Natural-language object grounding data
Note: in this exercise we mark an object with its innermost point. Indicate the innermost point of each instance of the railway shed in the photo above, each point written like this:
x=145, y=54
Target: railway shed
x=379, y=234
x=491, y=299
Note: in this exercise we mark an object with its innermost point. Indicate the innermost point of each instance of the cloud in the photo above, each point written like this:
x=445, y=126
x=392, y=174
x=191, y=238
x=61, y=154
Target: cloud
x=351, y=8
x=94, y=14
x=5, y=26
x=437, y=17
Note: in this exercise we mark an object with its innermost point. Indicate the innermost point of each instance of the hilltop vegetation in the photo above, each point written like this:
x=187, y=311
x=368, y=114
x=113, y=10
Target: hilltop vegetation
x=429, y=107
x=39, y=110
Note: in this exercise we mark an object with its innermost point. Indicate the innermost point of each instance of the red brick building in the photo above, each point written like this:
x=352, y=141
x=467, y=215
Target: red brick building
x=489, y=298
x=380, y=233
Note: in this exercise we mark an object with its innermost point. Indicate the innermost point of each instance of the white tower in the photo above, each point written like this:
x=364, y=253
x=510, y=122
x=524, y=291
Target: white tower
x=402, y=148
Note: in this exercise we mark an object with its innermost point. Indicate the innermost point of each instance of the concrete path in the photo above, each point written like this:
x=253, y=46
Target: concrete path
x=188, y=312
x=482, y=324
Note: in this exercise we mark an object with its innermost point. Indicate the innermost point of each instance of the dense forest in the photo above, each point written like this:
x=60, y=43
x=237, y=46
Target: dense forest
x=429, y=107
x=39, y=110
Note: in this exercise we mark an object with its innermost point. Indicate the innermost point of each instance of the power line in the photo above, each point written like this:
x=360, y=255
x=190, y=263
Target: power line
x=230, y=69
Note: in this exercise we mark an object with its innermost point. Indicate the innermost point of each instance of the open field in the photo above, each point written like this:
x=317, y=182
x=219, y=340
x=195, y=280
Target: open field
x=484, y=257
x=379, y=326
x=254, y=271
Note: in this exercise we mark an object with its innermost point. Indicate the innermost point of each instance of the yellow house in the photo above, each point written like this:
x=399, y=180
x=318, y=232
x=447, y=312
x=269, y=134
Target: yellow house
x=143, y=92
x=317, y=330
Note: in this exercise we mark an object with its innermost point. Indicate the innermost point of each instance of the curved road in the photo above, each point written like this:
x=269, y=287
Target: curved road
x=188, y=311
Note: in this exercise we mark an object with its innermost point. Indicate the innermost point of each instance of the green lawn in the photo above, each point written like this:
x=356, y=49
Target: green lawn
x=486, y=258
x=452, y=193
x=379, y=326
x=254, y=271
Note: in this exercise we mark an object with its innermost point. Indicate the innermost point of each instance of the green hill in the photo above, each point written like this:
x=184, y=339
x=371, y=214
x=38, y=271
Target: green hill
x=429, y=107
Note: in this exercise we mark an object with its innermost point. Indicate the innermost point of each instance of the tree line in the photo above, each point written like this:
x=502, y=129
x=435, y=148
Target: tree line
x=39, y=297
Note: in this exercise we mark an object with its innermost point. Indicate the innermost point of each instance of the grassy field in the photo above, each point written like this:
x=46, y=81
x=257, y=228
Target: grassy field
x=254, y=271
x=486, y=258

▶ [WORK INSTRUCTION]: Each line of the records should be transcribed without change.

▶ [THE COMPLETED TASK]:
Note: in this exercise we mark an object with its innermost point. Indicate the innermost point of each instance of the railway shed in the photo above, each point written like this:
x=145, y=54
Target: railway shed
x=379, y=234
x=491, y=299
Note: in this exercise we mark an object with its innermost point. Indicate the innermost point of each instance of the cloud in the photo above, each point written like this:
x=445, y=126
x=392, y=174
x=191, y=238
x=61, y=154
Target: cloud
x=351, y=8
x=94, y=14
x=5, y=26
x=437, y=17
Note: in this exercise we mark an object with its innermost point. Indicate the innermost point of each instance of the hilltop vegetation in the photo above, each point written like this:
x=187, y=311
x=368, y=114
x=113, y=10
Target: hilltop vegetation
x=429, y=107
x=39, y=110
Note: in this exercise we mark an object with its innermost point. Indicate the innermost point of each instance of the red brick building in the photo above, each point written like this:
x=352, y=141
x=467, y=215
Target: red brick building
x=489, y=298
x=380, y=233
Note: in this exercise we mark an object with its innermost point. Indicate the innermost point of each instance of the white tower in the photo above, each point written like this:
x=364, y=253
x=510, y=122
x=524, y=291
Target: white tower
x=402, y=148
Note: in this exercise we mark an object with its innermost point. Indicate the innermost point of each instance of the concrete path in the photo above, each point written like this:
x=253, y=46
Target: concrete path
x=188, y=312
x=482, y=324
Note: in this exercise we mark an object with its innermost point. Indicate the innermost point of each instance of the dense forest in the photo above, each point written like this:
x=60, y=43
x=237, y=46
Target: dense forest
x=429, y=107
x=39, y=110
Note: in this exercise we mark an object with its innermost point. Indicate the innermost point of each instance of the power line in the photo above, each point written like this:
x=360, y=255
x=190, y=263
Target: power line
x=230, y=69
Note: in this exercise we mark an object with its innermost point. Indicate the innermost point of each instance of the open field in the photo above, each point written like this:
x=317, y=182
x=219, y=340
x=195, y=280
Target: open field
x=484, y=257
x=379, y=326
x=254, y=271
Note: in this exercise we mark an object with its innermost point. Indicate the innermost point of each instance of the yellow house in the photo above, each point written like this:
x=399, y=180
x=318, y=232
x=447, y=312
x=269, y=134
Target: yellow house
x=143, y=92
x=317, y=330
Note: in this exercise we mark an object with its innermost point. Indicate the innermost point of each instance of the curved road in the photo above, each point written like this:
x=269, y=287
Target: curved road
x=188, y=311
Note: in this exercise we mark an object with its innermost point. Indicate the innermost point of each instance of the green lawn in the photo above, each point written like this:
x=356, y=49
Target: green lawn
x=486, y=258
x=452, y=193
x=379, y=326
x=254, y=271
Note: in this exercise we mark an object with its innermost point. Indicate the innermost point of each instance of the green hill in the photo above, each point written like this:
x=184, y=339
x=371, y=214
x=38, y=271
Target: green hill
x=429, y=107
Note: in this exercise we mark an object with its innermost point. Indicate the innermost point of each instance of the tree line in the photo above, each point written like this:
x=502, y=129
x=435, y=148
Target: tree line
x=39, y=297
Note: in this exercise we mark an object with its innermost point. Indicate the innermost point of each instance of the grassy field in the photo above, each point written like this:
x=46, y=81
x=257, y=228
Target: grassy field
x=254, y=271
x=486, y=258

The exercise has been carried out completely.